- _TASK GOAL_: Would you retype the whole listing exactly, leaving its pictures out?

___ EXTRACTED DATA ___

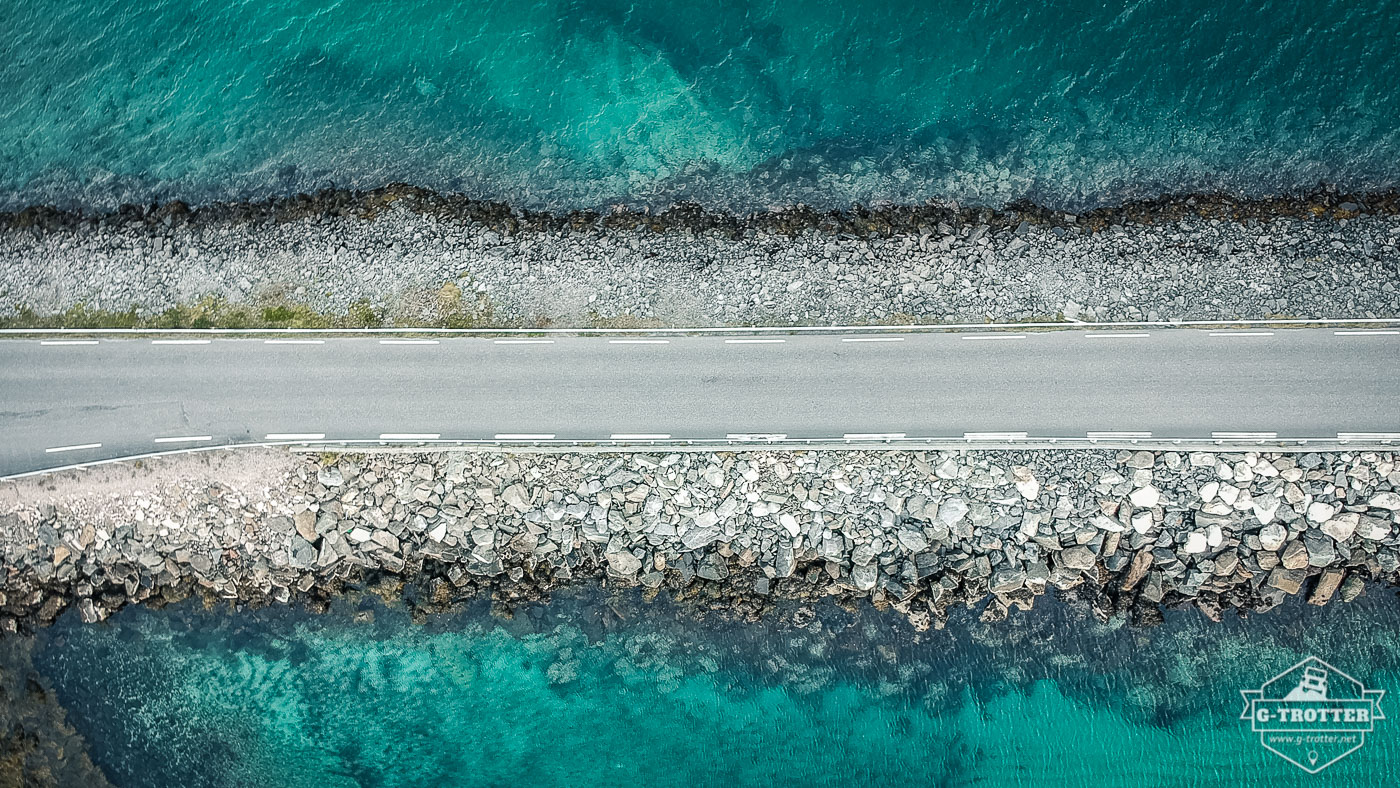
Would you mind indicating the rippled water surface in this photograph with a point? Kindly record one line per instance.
(597, 692)
(735, 104)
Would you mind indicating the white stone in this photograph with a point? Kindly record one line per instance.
(1374, 528)
(790, 524)
(1214, 536)
(1143, 522)
(1319, 511)
(1385, 501)
(952, 510)
(1273, 536)
(1341, 526)
(1210, 490)
(1229, 494)
(1264, 508)
(1105, 522)
(1145, 497)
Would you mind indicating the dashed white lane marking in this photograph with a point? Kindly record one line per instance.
(1117, 435)
(79, 447)
(994, 435)
(1368, 435)
(1243, 435)
(874, 435)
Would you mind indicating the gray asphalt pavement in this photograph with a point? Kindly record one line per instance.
(140, 395)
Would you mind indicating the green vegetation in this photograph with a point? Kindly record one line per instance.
(445, 308)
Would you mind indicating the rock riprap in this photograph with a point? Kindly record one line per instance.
(416, 259)
(917, 531)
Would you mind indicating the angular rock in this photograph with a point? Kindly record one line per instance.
(623, 563)
(1077, 557)
(1341, 526)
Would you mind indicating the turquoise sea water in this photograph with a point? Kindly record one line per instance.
(734, 104)
(594, 692)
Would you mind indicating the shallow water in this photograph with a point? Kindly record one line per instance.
(573, 694)
(588, 102)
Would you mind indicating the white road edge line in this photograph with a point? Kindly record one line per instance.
(1368, 435)
(1243, 435)
(994, 435)
(73, 448)
(874, 435)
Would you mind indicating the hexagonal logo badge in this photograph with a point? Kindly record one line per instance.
(1312, 714)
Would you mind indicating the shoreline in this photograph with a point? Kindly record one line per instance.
(1322, 202)
(1124, 532)
(406, 258)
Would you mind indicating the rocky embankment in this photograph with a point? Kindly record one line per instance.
(916, 531)
(405, 256)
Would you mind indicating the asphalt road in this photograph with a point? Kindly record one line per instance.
(130, 396)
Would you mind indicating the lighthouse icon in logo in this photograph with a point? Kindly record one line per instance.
(1313, 686)
(1312, 714)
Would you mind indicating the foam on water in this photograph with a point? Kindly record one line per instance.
(735, 104)
(185, 697)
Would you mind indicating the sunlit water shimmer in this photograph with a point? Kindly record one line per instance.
(571, 694)
(735, 104)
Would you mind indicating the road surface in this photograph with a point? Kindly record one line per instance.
(72, 400)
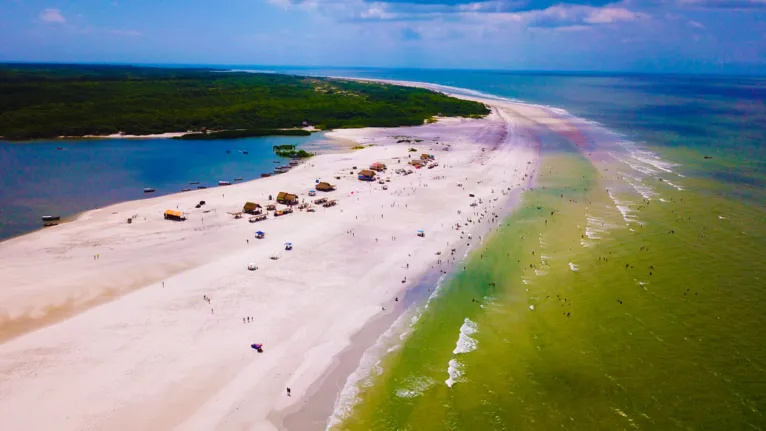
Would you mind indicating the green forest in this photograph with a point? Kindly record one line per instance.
(47, 101)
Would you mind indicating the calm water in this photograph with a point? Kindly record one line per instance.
(626, 292)
(628, 289)
(38, 179)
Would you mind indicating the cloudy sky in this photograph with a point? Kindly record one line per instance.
(701, 36)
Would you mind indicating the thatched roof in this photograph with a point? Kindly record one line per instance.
(286, 197)
(251, 206)
(325, 187)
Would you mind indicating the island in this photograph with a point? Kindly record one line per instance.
(48, 101)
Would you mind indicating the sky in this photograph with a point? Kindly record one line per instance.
(682, 36)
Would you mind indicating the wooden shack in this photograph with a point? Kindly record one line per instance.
(325, 187)
(366, 175)
(252, 208)
(174, 215)
(380, 167)
(287, 198)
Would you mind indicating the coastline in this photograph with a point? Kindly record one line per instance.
(462, 135)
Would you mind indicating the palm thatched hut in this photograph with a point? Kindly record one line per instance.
(252, 208)
(366, 175)
(287, 198)
(325, 187)
(174, 215)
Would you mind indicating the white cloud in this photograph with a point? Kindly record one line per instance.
(609, 15)
(377, 11)
(52, 15)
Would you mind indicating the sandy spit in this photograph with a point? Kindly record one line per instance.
(104, 324)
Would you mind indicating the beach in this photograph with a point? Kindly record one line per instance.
(148, 325)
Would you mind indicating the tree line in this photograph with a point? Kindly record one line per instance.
(47, 101)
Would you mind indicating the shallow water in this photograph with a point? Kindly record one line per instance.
(39, 179)
(626, 292)
(588, 317)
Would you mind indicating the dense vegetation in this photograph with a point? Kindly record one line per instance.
(245, 133)
(44, 101)
(290, 151)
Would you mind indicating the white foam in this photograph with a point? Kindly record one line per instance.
(679, 188)
(455, 371)
(414, 387)
(465, 343)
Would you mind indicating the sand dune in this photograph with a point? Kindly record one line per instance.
(92, 339)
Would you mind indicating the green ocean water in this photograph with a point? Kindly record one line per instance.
(621, 294)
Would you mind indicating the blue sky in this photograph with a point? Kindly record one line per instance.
(703, 36)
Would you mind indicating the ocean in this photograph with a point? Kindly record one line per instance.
(67, 177)
(626, 290)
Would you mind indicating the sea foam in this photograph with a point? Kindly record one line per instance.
(465, 343)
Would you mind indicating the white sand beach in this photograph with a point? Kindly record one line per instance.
(103, 324)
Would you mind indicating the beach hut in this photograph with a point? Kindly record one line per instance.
(325, 187)
(287, 198)
(174, 215)
(252, 208)
(380, 167)
(366, 175)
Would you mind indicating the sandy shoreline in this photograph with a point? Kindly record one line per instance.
(114, 312)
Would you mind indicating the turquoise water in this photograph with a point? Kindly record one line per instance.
(39, 179)
(627, 290)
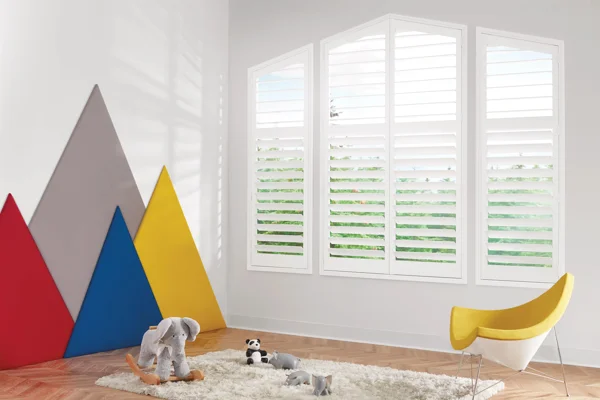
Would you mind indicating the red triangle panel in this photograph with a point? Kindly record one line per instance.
(36, 324)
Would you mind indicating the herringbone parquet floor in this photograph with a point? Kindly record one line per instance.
(73, 379)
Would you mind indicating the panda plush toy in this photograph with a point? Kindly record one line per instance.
(254, 353)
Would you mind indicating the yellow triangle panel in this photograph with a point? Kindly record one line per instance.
(171, 260)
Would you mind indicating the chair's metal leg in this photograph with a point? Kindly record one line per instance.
(561, 363)
(462, 357)
(477, 378)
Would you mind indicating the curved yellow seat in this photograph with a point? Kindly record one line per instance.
(518, 323)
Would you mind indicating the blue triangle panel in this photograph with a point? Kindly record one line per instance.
(119, 305)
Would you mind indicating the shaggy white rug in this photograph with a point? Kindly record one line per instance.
(229, 378)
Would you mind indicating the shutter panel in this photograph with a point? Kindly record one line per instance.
(519, 128)
(356, 151)
(426, 147)
(279, 162)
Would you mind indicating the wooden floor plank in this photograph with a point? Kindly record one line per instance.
(73, 379)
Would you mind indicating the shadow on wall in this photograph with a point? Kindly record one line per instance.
(165, 103)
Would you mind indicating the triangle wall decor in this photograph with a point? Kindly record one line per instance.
(119, 306)
(91, 179)
(35, 323)
(171, 260)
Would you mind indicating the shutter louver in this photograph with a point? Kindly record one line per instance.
(426, 151)
(357, 136)
(279, 163)
(392, 177)
(519, 129)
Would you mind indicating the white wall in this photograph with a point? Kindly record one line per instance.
(411, 313)
(162, 68)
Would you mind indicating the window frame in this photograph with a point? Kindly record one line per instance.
(266, 67)
(480, 142)
(462, 151)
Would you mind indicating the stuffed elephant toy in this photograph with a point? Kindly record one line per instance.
(167, 342)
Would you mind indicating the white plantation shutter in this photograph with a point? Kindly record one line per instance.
(279, 167)
(356, 156)
(520, 126)
(392, 125)
(426, 146)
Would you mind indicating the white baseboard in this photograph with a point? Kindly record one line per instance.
(547, 353)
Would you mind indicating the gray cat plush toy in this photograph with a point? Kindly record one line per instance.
(298, 378)
(284, 361)
(322, 385)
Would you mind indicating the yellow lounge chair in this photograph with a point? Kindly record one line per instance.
(511, 337)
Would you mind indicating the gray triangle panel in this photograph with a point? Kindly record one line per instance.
(91, 179)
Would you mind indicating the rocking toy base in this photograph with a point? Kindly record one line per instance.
(153, 379)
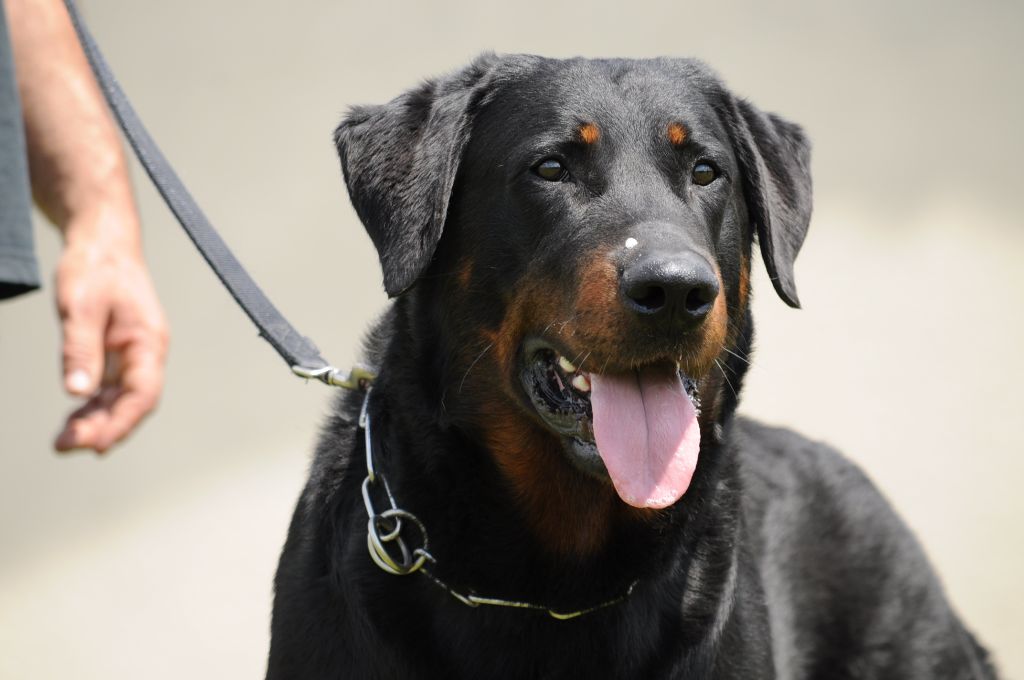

___

- _ANSWER_:
Would you mind indicating the rippled water surface in this photograph with a point? Kindly record one line per instance.
(597, 692)
(735, 104)
Would you mind indicating the white stone in this photograph with a point? Kindly record one line per instance.
(1374, 528)
(790, 524)
(1214, 536)
(1143, 522)
(1319, 511)
(1385, 501)
(952, 510)
(1273, 536)
(1341, 526)
(1210, 490)
(1229, 494)
(1264, 508)
(1105, 522)
(1145, 497)
Would you mind indicating the dashed white lane marking in this photograph with a point? Kindly record one line per instance.
(1117, 435)
(79, 447)
(994, 435)
(1368, 435)
(1243, 435)
(874, 435)
Would you mind indicating the gray asphalt pavement in this photograph with a point? Kindly record one line per instance.
(140, 395)
Would you mind indicating the green vegetation in this photograph with a point? Kindly record one line per instance.
(445, 308)
Would you mind indicating the rock riprap in this photograph with a point? Kindly record one line per instance.
(416, 259)
(917, 531)
Would you mind indicating the angular rock in this photograph with a point? Kindly record one line per instance.
(623, 563)
(1077, 557)
(1341, 526)
Would you mind indicating the turquoise sea water in this photograph with a point? Kindly record one line per instance.
(734, 104)
(594, 692)
Would you mind indicating the shallow water in this photograph with a point? Kindly record one line per instance.
(573, 694)
(588, 102)
Would you mind indicating the white road edge line in this photograph with a point? Kindly record one line per instance.
(1368, 435)
(1243, 435)
(994, 435)
(73, 448)
(874, 435)
Would you mind indicating the hexagonal logo badge in this photograph with a point? Kindly record one line per instance.
(1312, 714)
Would you mind indicating the shoreline in this photograph with a point? Kindly record one line per instance.
(1322, 202)
(1124, 532)
(406, 258)
Would you mind indicating the rocky embankment in this photograph with a point? Kindly record one line per instance.
(916, 531)
(405, 256)
Would you mind indicating the asphalt road in this photograph with a point? Kindly record one line per instance.
(130, 396)
Would you mind indicating the lighthouse icon in logo in this photograph with a point? Kindly record one line per instance.
(1313, 686)
(1312, 714)
Would you mind indicating the foam on water in this photograph with a point? Kindly record one line per instance.
(735, 104)
(185, 697)
Would you mind indicating the sunlit water shimmer in this photograph with a point? Kindly record one line per instance.
(571, 694)
(735, 104)
Would you mind indicating the road surface in this photograph with a point? Kindly record one line per instance.
(72, 400)
Would you mind indicating the green forest in this photograph with a point? Kindly record one line per instance.
(47, 101)
Would you mind indicating the calm water in this photograph with a point? Kindly record one line per instance.
(626, 292)
(628, 289)
(38, 179)
Would you mind indicating the cloudy sky in this photograph with a point? Kindly record one line per instance.
(701, 36)
Would you mind indicating the thatched roof in this photograph with a point? Kindly record one line per instance.
(286, 197)
(251, 206)
(325, 187)
Would you mind indicating the island in this photograph with a point? Kindly record one line per instance.
(48, 101)
Would you mind indicating the sky in this photograph with a point? Kindly record one line per instance.
(682, 36)
Would you mind indicating the wooden shack in this photograph with a point? Kindly record one line per instance.
(325, 187)
(366, 175)
(252, 208)
(174, 215)
(380, 167)
(287, 198)
Would you mind indicating the coastline in this photograph with a point? Kindly record one line per instance.
(462, 135)
Would you mind indicating the palm thatched hut in this photograph with a point? Kindly record one line per instance.
(252, 208)
(366, 175)
(287, 198)
(325, 187)
(174, 215)
Would you mind indicating the white cloud in this photograph with a point? Kindly record one line per instance.
(609, 15)
(377, 11)
(52, 15)
Would you mind indicating the sandy spit in this photograph with a point? Kindly record one line per instance.
(104, 324)
Would you mind indicating the beach in this photograph with a point? Kindly record one line per instance.
(148, 325)
Would you mind indicating the tree line in this photograph with a point? Kindly record one line per instance.
(47, 101)
Would you mind indicating the shallow water in this photograph with a point? Kindly record one line per instance.
(39, 179)
(626, 292)
(588, 317)
Would you mind indicating the dense vegetation in this photograph with a point? Kindly record one line per instance.
(245, 133)
(44, 101)
(290, 151)
Would you mind indicating the white foam in this photograph with a point? Kindly record one line per instance.
(679, 188)
(455, 371)
(414, 387)
(465, 343)
Would you mind indicating the sand dune in this photograph with a point? Kindly record one line per instance.
(92, 339)
Would you mind indicating the green ocean water in this photograph with a point? Kindly record one line per instance.
(621, 294)
Would you mind indicating the blue sky in this photograph with a point? Kindly record one line per instance.
(703, 36)
Would you mind indicating the ocean in this photograph with a point? Kindly record one line per instance.
(67, 177)
(626, 290)
Would you mind indicating the sea foam in this photograph with a point? Kindly record one line per instance.
(465, 343)
Would you mind indicating the white sand beach in this photograph with a point? Kindly record one line per instance.
(103, 324)
Would you mind indicating the beach hut in this photograph with a point? Kindly record one line per instance.
(325, 187)
(287, 198)
(174, 215)
(252, 208)
(380, 167)
(366, 175)
Would you mind indicating the sandy shoreline in this photograph with a point? Kindly record one line per instance.
(114, 312)
Would you mind indicating the turquoise water in this photograph with a point? Kindly record one line per instance.
(39, 179)
(627, 290)
Would you mind indicating the red triangle panel in this photograph with a point? Kindly record one line per instance.
(36, 324)
Would you mind indicating the herringbone parquet floor in this photograph with a point? Kindly record one line per instance.
(73, 379)
Would you mind indicating the panda plush toy in this photograph with a point? Kindly record one line per instance.
(254, 353)
Would you mind indicating the yellow triangle panel in this photograph with a point? Kindly record one line per instance.
(171, 260)
Would you mind indicating the chair's metal leg in this photograph with a point? Kindly record one line per instance.
(561, 363)
(462, 357)
(477, 378)
Would you mind indicating the curved yellow seat in this photograph with a point? Kindly record one line per instance.
(518, 323)
Would you mind indicating the blue triangle panel in this photograph with a point? Kindly record one line per instance.
(119, 305)
Would you mind indicating the shaggy white rug in this photograph with a point? Kindly record one line per instance.
(229, 378)
Would you mind indicating the shutter panel in this photograph with a point? Kindly record one line per instance.
(519, 128)
(356, 151)
(426, 147)
(279, 162)
Would you mind indicating the wooden floor plank in this photograph with a point? Kindly record one line per instance.
(73, 379)
Would you mind indicating the shadow on wall in this photograph with a point? Kindly record one line per instance.
(165, 103)
Would you mind indicating the triangle wall decor in this photograph with a point? Kindly record one line per instance.
(119, 306)
(91, 179)
(35, 323)
(171, 260)
Would you mind indicating the shutter louver in this photograph with a point? Kindly record one line per instance.
(426, 151)
(357, 136)
(279, 163)
(392, 177)
(519, 129)
Would you mind indicating the white wall in this photograph with a point? Kindly record one line per instance.
(411, 313)
(162, 68)
Would you mind indicating the window frame in this photograph with a point? Kindly record one line per instance.
(266, 67)
(480, 142)
(462, 151)
Would you mind indicating the stuffed elephant toy in this photograph with a point? Kindly record one line per instance.
(167, 342)
Would you mind indicating the white plantation shutter in this photograph with a point? Kindly record one line per instance.
(279, 167)
(356, 156)
(520, 126)
(392, 125)
(426, 146)
Would you mind indicating the white baseboard in this photograph with a point? Kindly record one line per instance.
(547, 353)
Would you mind indicating the gray cat plush toy in this photograph with a point? Kindly record one line per instance.
(298, 378)
(284, 361)
(322, 385)
Would you mind indicating the yellow lounge chair in this photograph with a point? Kindly record one line per instance.
(511, 337)
Would you mind indicating the gray triangle panel in this photograph with a point? Kindly record one line per instance.
(91, 179)
Would you mind indicating the rocking toy base in this photograph with a point? Kindly record one line per instance.
(153, 379)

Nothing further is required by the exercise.